### Task list:
(1) From the Robin Hood's Bay passage, copy the text between "Captain Milburn, who" and "Whitby in 1854.", inclusive.
(2) Name every ship that the Robin Hood's Bay passage identifies by name.

--- Exercise passage Enclosed Below ---

There is a romantic sound about the name Robin Hood’s Bay and having arrived there by that long steep road which runs sharply down to the sea from the Yorkshire moors, one’s preconceived ideas of the place are not disappointed, for there is a genuine air of antiquity and simplicity about it, with none of the “Ye Olde” touch which so often spoils places striving to attract visitors. Robin Hood’s Bay is old enough not to bother about such gimmicks.

A steep little road,with a gradient of something like one in four winds down to the sea from the car park at the cliff top, with attractive little alleys branching off it. There is hardly a house in those alleys that is not several hundred years old, and their age seems to sit on them lightly. There is nothing uniform about “the Bay” for every inch of space has been utilised and everyone seems to have squeezed as much ashe could into his little bit of ground.

In the old days when Britain’s coasting trade was carried mostly in sailing vessels, Robin Hood’s Bay was more important than it is today for, although ships did not actually go there (there is no possibility of a harbour), very many were owned there and seamen from there manned them. Those days are gone long since and of all the men who knew them there are only a few still left living in “the Bay”. One of them is

Captain Thomas Jackson, born there in 1877, who is one of the few men still with us who sailed in one of the old Collier Brigs.

Captain Jackson lives in “TheBolts”, one of those attractive alleyways running off the steep little hill which ends at the waters edge. The house opposite his has the date 1709 on it. His house is a little more modern, 1729, and looking at the stonework of those houses, now over 250 years old, one is amazed at the freshness of it. Time and the winters of more than two centuries seem to have left them untouched.

Captain Jackson’s father was a farmer and the family have lived in the area for many years. There was no particular seafaring tradition in it, but it is certain that living in Robin Hood’s Bay for so long many Jacksons must have been seamen. When young Thomas expressed a desire to go to sea, two uncles connected with the fishing industry wanted him to go to Grimsby and become a fisherman. But his father decreed otherwise. “No” he said. If you want to be a sailor you’d better do it properly”. So in 1892 young Jackson was apprenticed to Captain George Milburn for five years in the Brig Danube.

Captain Milburn, who had been at sea himself, owned at this time the Danube and another brig the Sir Henry Havelock. Earlier,in the seventies, he had owned a larger vessel, the barque Warspite, built at Whitby in 1854.

The Danube and the Havelock were practically sister ships, just over 200 tons gross with dimensions 92x24x14, which gave them about 3.8 beams to length, tubby little craft. The Danube, oak built and copper fastened was built at Whitby in 1855.

Captain Jackson joined the Danube at West Hartlepool where she was loading for Rochester.

A fine picture of the Danube, painted in 1896 by an artist called S. Middleton, and now hanging in Captain Jackson’s sitting room, shows her to be almost straight stemmed, with double topsails, single topgallants, and royals. There is a little artists licence here, for actually the brig, like most of her type, had no fore royal, only a main royal. She is shown with reef points on her upper topsails and these were sometimes used, but the courses were never reefed. In the painting the bentnick boom she had on her foresail is clearly shown. The bentnick boom was a spar fitted to the foot of the foresail for ease in going about in narrow waters,and was standard equipment in collier brigs. It made for handiness in working in narrow waters as there were no tacks or sheets to attend to,and also saved a man. It was a common place fitting in the whalers, for working in ice.

--- End of Enclosed Exercise passage ---
--- Excerpted records Enclosed Below ---

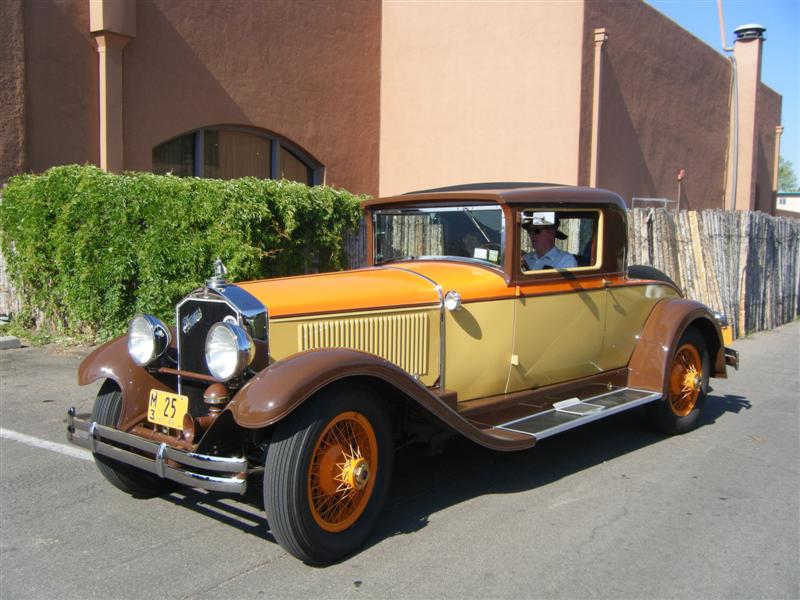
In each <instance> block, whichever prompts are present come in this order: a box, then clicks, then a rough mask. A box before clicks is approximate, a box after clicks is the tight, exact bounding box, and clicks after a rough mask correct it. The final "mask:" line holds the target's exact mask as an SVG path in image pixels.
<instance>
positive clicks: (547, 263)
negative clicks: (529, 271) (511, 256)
mask: <svg viewBox="0 0 800 600" xmlns="http://www.w3.org/2000/svg"><path fill="white" fill-rule="evenodd" d="M558 223H559V220H558V217H556V218H555V223H547V222H544V223H540V224H536V223H523V224H522V227H523V228H524V229H525V231H527V232H528V235H529V236H530V238H531V245H532V246H533V252H526V253H525V254H523V255H522V270H523V271H539V270H541V269H569V268H572V267H577V266H578V261H576V260H575V257H574V256H573V255H572V254H570V253H569V252H564V251H563V250H559V249H558V248H556V238H558V239H559V240H565V239H567V234H565V233H564V232H563V231H559V230H558Z"/></svg>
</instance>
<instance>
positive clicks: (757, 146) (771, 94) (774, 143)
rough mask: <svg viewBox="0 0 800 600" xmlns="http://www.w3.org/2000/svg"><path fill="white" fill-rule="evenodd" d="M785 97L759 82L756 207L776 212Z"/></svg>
mask: <svg viewBox="0 0 800 600" xmlns="http://www.w3.org/2000/svg"><path fill="white" fill-rule="evenodd" d="M767 43H769V42H767ZM781 100H782V99H781V95H780V94H778V93H777V92H775V91H774V90H772V89H771V88H769V87H767V86H766V85H764V84H763V83H762V84H759V86H758V99H757V113H756V152H755V154H756V160H755V176H754V180H755V190H754V198H755V200H754V204H753V207H754V209H755V210H760V211H762V212H765V213H768V214H774V213H775V194H773V191H772V175H773V171H774V167H775V127H777V126H778V125H780V123H781Z"/></svg>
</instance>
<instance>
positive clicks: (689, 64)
mask: <svg viewBox="0 0 800 600" xmlns="http://www.w3.org/2000/svg"><path fill="white" fill-rule="evenodd" d="M585 18H586V26H585V33H584V50H583V68H584V75H583V95H582V98H583V103H584V107H583V110H582V115H583V122H584V129H586V126H587V118H588V116H589V115H590V114H591V108H590V107H587V106H586V103H587V101H590V100H591V96H590V94H589V93H587V87H590V86H591V81H592V62H591V56H592V54H593V44H592V38H591V35H592V31H593V30H594V29H595V28H600V27H603V28H605V29H606V32H607V35H608V38H609V39H608V41H607V42H606V44H605V50H604V52H605V55H604V66H603V68H604V70H603V78H602V95H601V112H600V115H601V116H600V124H599V126H600V134H599V135H600V137H599V164H598V182H597V183H598V186H600V187H605V188H608V189H612V190H614V191H617V192H619V193H620V194H621V195H622V196H623V197H624V198H625V199H626V201H628V202H630V201H631V198H633V197H663V198H668V199H671V200H677V194H678V185H677V184H678V182H677V174H678V171H679V170H680V169H684V170H685V172H686V177H685V179H684V181H683V183H682V186H681V198H680V208H683V209H687V208H688V209H700V208H711V207H720V206H721V205H722V199H723V195H724V191H725V190H724V186H725V182H724V174H725V159H726V155H727V139H728V119H729V108H728V102H729V93H730V81H731V73H730V64H729V62H728V61H727V60H726V59H725V58H724V57H723V56H721V55H720V54H718V53H717V52H715V51H714V50H713V49H712V48H710V47H709V46H707V45H706V44H704V43H703V42H701V41H700V40H698V39H697V38H695V37H694V36H692V35H691V34H690V33H688V32H687V31H685V30H683V29H682V28H680V27H679V26H677V25H676V24H675V23H673V22H672V21H671V20H670V19H668V18H667V17H665V16H664V15H662V14H661V13H659V12H658V11H656V10H655V9H653V8H651V7H650V6H648V5H647V4H644V3H641V2H638V1H633V2H631V1H626V2H598V1H593V0H592V1H588V2H586V17H585ZM581 147H582V157H584V160H583V161H582V163H581V182H582V183H584V184H586V183H588V162H587V160H586V158H585V157H586V156H587V154H588V152H589V150H588V138H587V136H586V135H584V136H583V137H582V139H581Z"/></svg>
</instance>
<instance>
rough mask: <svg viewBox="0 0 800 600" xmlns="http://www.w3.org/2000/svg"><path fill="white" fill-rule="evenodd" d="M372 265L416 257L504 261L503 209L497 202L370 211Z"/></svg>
mask: <svg viewBox="0 0 800 600" xmlns="http://www.w3.org/2000/svg"><path fill="white" fill-rule="evenodd" d="M372 218H373V227H374V231H375V264H380V263H385V262H389V261H395V260H413V259H417V258H458V259H461V260H475V261H479V262H482V263H489V264H492V265H495V266H499V265H501V264H502V262H503V235H504V231H505V229H504V221H503V211H502V210H501V208H500V207H499V206H497V205H490V206H489V205H466V206H442V207H435V208H393V209H386V210H376V211H374V212H373V214H372Z"/></svg>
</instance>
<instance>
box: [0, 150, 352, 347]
mask: <svg viewBox="0 0 800 600" xmlns="http://www.w3.org/2000/svg"><path fill="white" fill-rule="evenodd" d="M360 200H363V198H359V197H356V196H353V195H352V194H349V193H347V192H344V191H340V190H335V189H332V188H329V187H322V186H318V187H313V188H310V187H308V186H306V185H303V184H300V183H294V182H290V181H275V180H263V179H254V178H245V179H237V180H230V181H223V180H216V179H197V178H178V177H172V176H161V175H153V174H150V173H124V174H122V175H114V174H111V173H106V172H104V171H102V170H100V169H98V168H96V167H92V166H83V167H81V166H77V165H72V166H66V167H54V168H52V169H50V170H49V171H47V172H45V173H43V174H41V175H18V176H16V177H12V178H11V179H10V180H9V181H8V184H7V186H6V188H5V189H4V190H3V195H2V200H1V201H0V202H1V203H0V244H1V245H2V246H1V247H2V251H3V254H4V256H5V257H6V261H7V266H8V275H9V278H10V280H11V281H12V283H13V284H14V287H15V289H16V290H17V293H18V294H19V295H20V296H21V299H22V302H23V305H24V306H25V307H26V311H27V316H28V317H30V316H31V315H33V314H36V313H38V314H39V315H41V319H40V320H41V321H42V322H41V323H39V325H40V326H44V328H45V329H48V330H50V331H52V332H53V333H56V334H60V335H67V336H72V337H82V338H89V339H106V338H109V337H111V336H113V335H116V334H118V333H120V332H122V331H123V330H124V329H125V327H126V325H127V322H128V320H129V319H130V317H131V316H132V315H133V314H134V313H135V312H148V313H152V314H154V315H156V316H158V317H160V318H163V319H164V320H165V321H167V322H171V321H172V315H173V307H174V305H175V302H176V301H177V300H178V299H179V298H181V297H182V296H184V295H185V294H186V293H187V292H189V291H190V290H192V289H194V288H196V287H198V286H199V285H201V284H202V283H203V281H205V279H206V278H207V277H208V276H209V275H211V273H212V272H213V263H214V260H215V259H216V257H217V256H220V257H222V259H223V261H224V262H225V265H226V267H227V268H228V279H229V280H231V281H242V280H247V279H255V278H261V277H275V276H281V275H294V274H299V273H307V272H309V271H329V270H335V269H341V268H343V267H344V266H346V265H345V262H346V259H345V253H344V249H343V237H344V235H345V233H347V232H348V231H350V230H352V229H355V228H356V227H357V226H358V223H359V220H360V215H361V209H360V206H359V203H360ZM22 316H23V317H25V316H26V315H22Z"/></svg>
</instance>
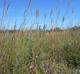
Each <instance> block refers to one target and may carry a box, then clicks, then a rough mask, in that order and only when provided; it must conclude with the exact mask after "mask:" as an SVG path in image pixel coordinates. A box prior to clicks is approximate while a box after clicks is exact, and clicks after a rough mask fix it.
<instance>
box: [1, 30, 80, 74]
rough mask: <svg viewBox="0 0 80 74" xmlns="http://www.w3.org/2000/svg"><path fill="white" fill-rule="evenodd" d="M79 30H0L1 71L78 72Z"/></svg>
mask: <svg viewBox="0 0 80 74" xmlns="http://www.w3.org/2000/svg"><path fill="white" fill-rule="evenodd" d="M79 65H80V31H79V30H76V31H69V30H66V31H51V32H40V31H29V32H28V31H27V32H26V31H24V32H22V31H17V32H0V74H79V69H80V68H79V67H80V66H79Z"/></svg>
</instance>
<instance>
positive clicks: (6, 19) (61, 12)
mask: <svg viewBox="0 0 80 74" xmlns="http://www.w3.org/2000/svg"><path fill="white" fill-rule="evenodd" d="M3 1H4V0H0V19H1V18H2V9H3ZM7 1H8V0H7ZM28 1H29V0H10V8H9V11H8V15H5V17H4V21H5V23H4V26H5V27H6V28H7V27H13V26H14V23H15V22H16V25H17V27H18V28H19V26H20V24H21V23H22V21H23V16H24V10H25V9H26V8H27V6H28V4H29V2H28ZM69 1H70V2H71V3H70V5H69ZM36 9H39V11H40V16H39V17H38V19H37V20H38V23H39V25H41V26H43V25H44V23H45V24H46V25H47V28H50V27H51V22H50V21H51V19H52V21H53V27H56V26H59V27H64V28H66V27H70V26H74V25H79V24H80V0H32V3H31V6H30V9H29V11H28V13H27V16H26V27H27V28H29V27H30V26H31V25H32V24H34V23H35V22H36V17H35V11H36ZM51 10H53V14H52V16H51V17H50V11H51ZM72 11H74V14H72ZM45 14H47V17H46V19H44V15H45ZM63 16H65V22H64V23H62V22H61V20H62V17H63Z"/></svg>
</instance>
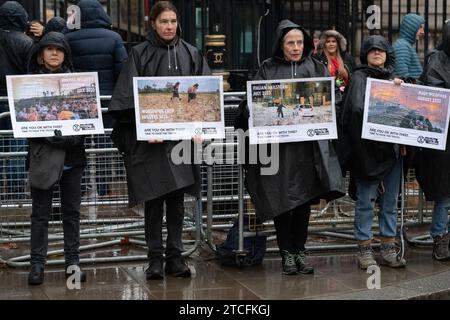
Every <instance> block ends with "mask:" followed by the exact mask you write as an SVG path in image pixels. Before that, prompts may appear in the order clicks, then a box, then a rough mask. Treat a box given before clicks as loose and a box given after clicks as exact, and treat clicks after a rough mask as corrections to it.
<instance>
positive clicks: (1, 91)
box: [0, 1, 34, 97]
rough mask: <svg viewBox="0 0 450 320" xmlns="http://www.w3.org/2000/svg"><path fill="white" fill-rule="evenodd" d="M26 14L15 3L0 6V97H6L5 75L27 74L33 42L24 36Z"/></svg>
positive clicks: (24, 10) (13, 2)
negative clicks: (28, 62) (29, 60)
mask: <svg viewBox="0 0 450 320" xmlns="http://www.w3.org/2000/svg"><path fill="white" fill-rule="evenodd" d="M27 23H28V14H27V12H26V11H25V9H24V8H23V7H22V5H21V4H20V3H18V2H17V1H6V2H5V3H4V4H3V5H2V6H0V96H1V97H4V96H6V95H7V90H6V78H5V76H6V75H18V74H26V73H27V65H28V60H29V58H30V56H31V53H32V50H33V46H34V42H33V40H31V38H30V37H28V36H27V35H26V34H25V29H26V27H27Z"/></svg>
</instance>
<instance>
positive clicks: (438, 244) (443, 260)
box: [433, 234, 450, 261]
mask: <svg viewBox="0 0 450 320" xmlns="http://www.w3.org/2000/svg"><path fill="white" fill-rule="evenodd" d="M433 259H435V260H437V261H450V251H449V235H448V234H445V235H443V236H435V237H433Z"/></svg>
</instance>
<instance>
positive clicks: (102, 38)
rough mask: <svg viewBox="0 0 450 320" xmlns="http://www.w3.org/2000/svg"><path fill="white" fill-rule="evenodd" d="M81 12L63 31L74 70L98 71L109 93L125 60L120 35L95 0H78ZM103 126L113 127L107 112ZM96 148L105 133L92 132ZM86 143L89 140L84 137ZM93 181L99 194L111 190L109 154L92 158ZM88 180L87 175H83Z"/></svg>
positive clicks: (106, 91) (103, 136)
mask: <svg viewBox="0 0 450 320" xmlns="http://www.w3.org/2000/svg"><path fill="white" fill-rule="evenodd" d="M78 6H79V8H80V14H81V29H80V30H74V31H71V32H68V33H66V38H67V40H68V41H69V45H70V48H71V50H72V56H73V65H74V70H75V71H80V72H95V71H97V72H98V80H99V86H100V94H101V95H112V93H113V90H114V86H115V84H116V81H117V79H118V77H119V74H120V71H121V70H122V66H123V64H124V63H125V62H126V60H127V52H126V50H125V47H124V45H123V40H122V38H121V37H120V35H119V34H118V33H116V32H114V31H112V30H111V26H112V22H111V18H110V17H109V16H108V15H107V13H106V12H105V10H104V9H103V7H102V5H101V4H100V2H99V1H97V0H81V1H80V2H79V3H78ZM108 105H109V101H106V100H103V101H102V108H108ZM103 125H104V127H105V128H108V129H109V128H113V126H114V119H113V118H112V117H111V115H110V114H109V113H104V114H103ZM93 140H94V141H93V142H94V145H95V147H96V148H105V147H108V146H109V145H110V143H111V141H110V139H109V138H108V137H106V136H103V135H100V136H95V137H94V139H93ZM87 143H88V144H90V143H91V142H90V141H87ZM95 163H96V172H97V177H96V182H97V192H98V195H99V196H108V195H109V194H110V193H111V187H110V185H111V181H112V171H111V167H112V163H111V159H110V158H109V157H105V156H98V157H97V158H96V162H95ZM87 180H89V179H87ZM83 188H84V190H83V191H88V188H89V186H88V182H87V181H86V182H84V183H83Z"/></svg>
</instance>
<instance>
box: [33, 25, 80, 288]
mask: <svg viewBox="0 0 450 320" xmlns="http://www.w3.org/2000/svg"><path fill="white" fill-rule="evenodd" d="M71 69H72V60H71V54H70V48H69V45H68V43H67V41H66V39H65V38H64V35H63V34H61V33H57V32H49V33H47V34H46V35H45V36H44V37H43V38H42V40H41V41H40V42H39V45H38V48H37V49H36V51H35V53H34V55H33V57H32V60H31V63H30V70H32V72H33V73H36V74H51V73H69V72H71ZM29 142H30V149H29V153H28V159H29V183H30V186H31V197H32V203H33V205H32V214H31V270H30V273H29V276H28V283H29V284H30V285H39V284H41V283H43V281H44V265H45V261H46V257H47V246H48V220H49V216H50V213H51V211H52V199H53V189H54V186H55V185H56V184H57V183H58V184H59V186H60V190H61V210H62V213H63V228H64V256H65V261H66V277H69V276H70V275H71V271H73V270H75V271H78V272H79V276H80V278H79V279H80V281H81V282H83V281H86V275H85V274H84V272H81V270H80V269H79V267H78V264H79V247H80V206H81V176H82V175H83V170H84V167H85V166H86V154H85V149H84V137H83V136H67V137H62V136H61V132H60V131H58V130H56V131H55V136H54V137H50V138H35V139H29Z"/></svg>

--- End of Enclosed Excerpted records ---

### Answers to the problems:
(1)
Captain Milburn, who had been at sea himself, owned at this time the Danube and another brig the Sir Henry Havelock. Earlier,in the seventies, he had owned a larger vessel, the barque Warspite, built at Whitby in 1854.

(2)
Danube
Sir Henry Havelock
Warspite